◆ **Task list**
1 – Rewrite the paragraph in the text on Rwanda and climate change that begins "The CCDR finds that Rwanda" more briefly, keeping its main facts.
2 – Carry on the text on Rwanda and climate change from its final sentence.

◆ **Page**

## start

While Rwanda contributes just 0.003 percent to global greenhouse gas emissions, it is vulnerable to the consequences of hotter weather and changing rainfall, including damages from flooding, worsening human health, and lowering crop yields.

These factors could reduce Rwanda’s GDP from expected levels by as much as 5–7 percent in some years and push the economy away from reaching goals set in Vision 2050, the National Strategies for Transformation and the Green Growth and Climate Resilience Strategy.

“Implementing Rwanda’s adaptation and mitigation commitments would substantially dampen the GDP volatility resulting from increased weather variability,” says Pablo Cesar Benitez, the Bank’s Senior Environment Economist for Rwanda. “It would also reduce the impact of climate change on annual GDP growth and boost industrial output and employment.”

The CCDR finds that Rwanda is well ahead of many other countries in responding to challenges from climate change. The climate mitigation and adaptation measures outlined in Rwanda’s 2020 revised Nationally Determined Contribution (NDC) are carefully designed to mutually reinforce adaptation and mitigation objectives, and to support Rwanda’s low carbon and resilient national development ambitions.

## end

◆ **Record extracts**
## start

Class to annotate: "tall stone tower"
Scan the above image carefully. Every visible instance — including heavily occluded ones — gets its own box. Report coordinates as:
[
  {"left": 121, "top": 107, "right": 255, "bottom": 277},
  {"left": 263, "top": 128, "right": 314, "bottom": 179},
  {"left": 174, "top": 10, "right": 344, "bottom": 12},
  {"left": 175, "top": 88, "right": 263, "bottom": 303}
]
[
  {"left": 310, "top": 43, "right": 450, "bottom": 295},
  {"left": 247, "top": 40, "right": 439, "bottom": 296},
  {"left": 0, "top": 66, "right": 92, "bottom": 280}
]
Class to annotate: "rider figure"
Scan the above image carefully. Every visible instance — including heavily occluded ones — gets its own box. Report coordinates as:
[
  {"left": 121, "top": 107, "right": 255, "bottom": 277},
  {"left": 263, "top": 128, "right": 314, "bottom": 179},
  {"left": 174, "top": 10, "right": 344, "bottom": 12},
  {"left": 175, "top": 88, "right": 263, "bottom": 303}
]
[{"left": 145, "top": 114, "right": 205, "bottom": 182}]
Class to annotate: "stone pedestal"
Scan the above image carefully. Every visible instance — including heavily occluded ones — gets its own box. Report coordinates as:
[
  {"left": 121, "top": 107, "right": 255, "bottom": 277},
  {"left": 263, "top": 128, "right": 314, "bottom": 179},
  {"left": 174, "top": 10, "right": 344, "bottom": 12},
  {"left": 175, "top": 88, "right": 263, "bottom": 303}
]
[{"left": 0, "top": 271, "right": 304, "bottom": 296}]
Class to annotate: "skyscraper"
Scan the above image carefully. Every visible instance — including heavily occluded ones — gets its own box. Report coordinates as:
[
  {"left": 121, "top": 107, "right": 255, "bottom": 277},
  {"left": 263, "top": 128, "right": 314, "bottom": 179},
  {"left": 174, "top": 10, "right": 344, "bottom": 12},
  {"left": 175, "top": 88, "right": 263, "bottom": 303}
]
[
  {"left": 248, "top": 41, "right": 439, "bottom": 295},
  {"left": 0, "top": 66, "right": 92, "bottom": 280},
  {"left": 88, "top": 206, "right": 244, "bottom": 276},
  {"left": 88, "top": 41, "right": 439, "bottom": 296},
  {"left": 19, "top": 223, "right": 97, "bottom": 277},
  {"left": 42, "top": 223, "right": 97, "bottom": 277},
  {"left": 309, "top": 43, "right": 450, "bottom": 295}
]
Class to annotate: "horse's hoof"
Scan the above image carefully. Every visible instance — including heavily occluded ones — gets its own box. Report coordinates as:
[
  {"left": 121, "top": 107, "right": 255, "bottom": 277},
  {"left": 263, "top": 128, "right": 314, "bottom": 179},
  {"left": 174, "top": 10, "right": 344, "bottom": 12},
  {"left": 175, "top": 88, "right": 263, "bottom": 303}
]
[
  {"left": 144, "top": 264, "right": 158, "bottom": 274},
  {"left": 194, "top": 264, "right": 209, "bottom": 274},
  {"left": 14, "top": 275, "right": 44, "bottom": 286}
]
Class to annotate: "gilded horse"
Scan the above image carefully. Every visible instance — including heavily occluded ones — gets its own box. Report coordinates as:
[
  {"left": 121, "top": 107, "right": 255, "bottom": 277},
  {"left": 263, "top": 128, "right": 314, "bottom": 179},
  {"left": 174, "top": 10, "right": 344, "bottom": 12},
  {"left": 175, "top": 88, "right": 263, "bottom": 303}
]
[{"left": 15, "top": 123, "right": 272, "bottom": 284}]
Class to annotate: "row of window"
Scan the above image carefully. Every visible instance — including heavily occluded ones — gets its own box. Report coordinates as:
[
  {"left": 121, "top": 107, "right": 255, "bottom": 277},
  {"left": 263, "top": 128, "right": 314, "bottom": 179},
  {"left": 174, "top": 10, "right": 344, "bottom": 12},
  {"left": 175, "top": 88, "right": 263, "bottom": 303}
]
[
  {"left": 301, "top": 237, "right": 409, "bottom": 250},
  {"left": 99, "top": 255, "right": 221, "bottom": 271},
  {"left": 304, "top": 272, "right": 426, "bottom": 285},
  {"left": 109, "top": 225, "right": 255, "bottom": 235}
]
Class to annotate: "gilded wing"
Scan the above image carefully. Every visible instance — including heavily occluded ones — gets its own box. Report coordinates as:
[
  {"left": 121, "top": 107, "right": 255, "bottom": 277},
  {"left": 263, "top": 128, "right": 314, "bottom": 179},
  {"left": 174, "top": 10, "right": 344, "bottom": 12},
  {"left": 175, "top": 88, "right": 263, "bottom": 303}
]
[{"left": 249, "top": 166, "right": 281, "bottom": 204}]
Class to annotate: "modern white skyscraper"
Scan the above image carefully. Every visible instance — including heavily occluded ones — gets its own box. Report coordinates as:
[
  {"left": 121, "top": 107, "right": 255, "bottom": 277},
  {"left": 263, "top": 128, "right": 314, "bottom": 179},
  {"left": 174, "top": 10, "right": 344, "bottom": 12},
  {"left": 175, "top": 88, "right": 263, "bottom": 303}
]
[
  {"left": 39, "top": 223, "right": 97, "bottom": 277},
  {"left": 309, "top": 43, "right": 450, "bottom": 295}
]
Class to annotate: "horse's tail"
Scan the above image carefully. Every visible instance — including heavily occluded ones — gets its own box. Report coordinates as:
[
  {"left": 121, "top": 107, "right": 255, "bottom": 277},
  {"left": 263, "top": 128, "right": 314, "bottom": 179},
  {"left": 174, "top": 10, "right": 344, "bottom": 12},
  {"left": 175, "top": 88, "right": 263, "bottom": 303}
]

## end

◆ **Answer set**
1 – The CCDR finds Rwanda well ahead of many countries in responding to climate change. The mitigation and adaptation measures in its 2020 revised Nationally Determined Contribution (NDC) are designed to reinforce each other and to support the country's low-carbon, resilient development goals.

2 –
However, the government’s estimated cost of new investments, as reported in the 2020 NDC, is $11 billion, of which $6.9 billion is conditional on new financing. It amounts to spending 8.8 percent of the country’s GDP each year through 2030, a bold ambition considering that it exceeds the recorded and projected annual inflows of either official development assistance (ODA) or foreign direct investment (FDI) between 2015 and 2030. It also represents a large share of domestic revenue collection or public investment spending during the same period.

The report urges Rwanda’s government to diversify external and domestic financing sources and reallocate government spending, enabling it to manage spillover costs of mobilizing funds. Furthermore, it suggests that the government increases its fiscal space through efficiency gains to avoid cutting critical programs or the need to raise taxes. The report also highlights that sustaining growth in Rwanda will require greater private sector engagement and investment.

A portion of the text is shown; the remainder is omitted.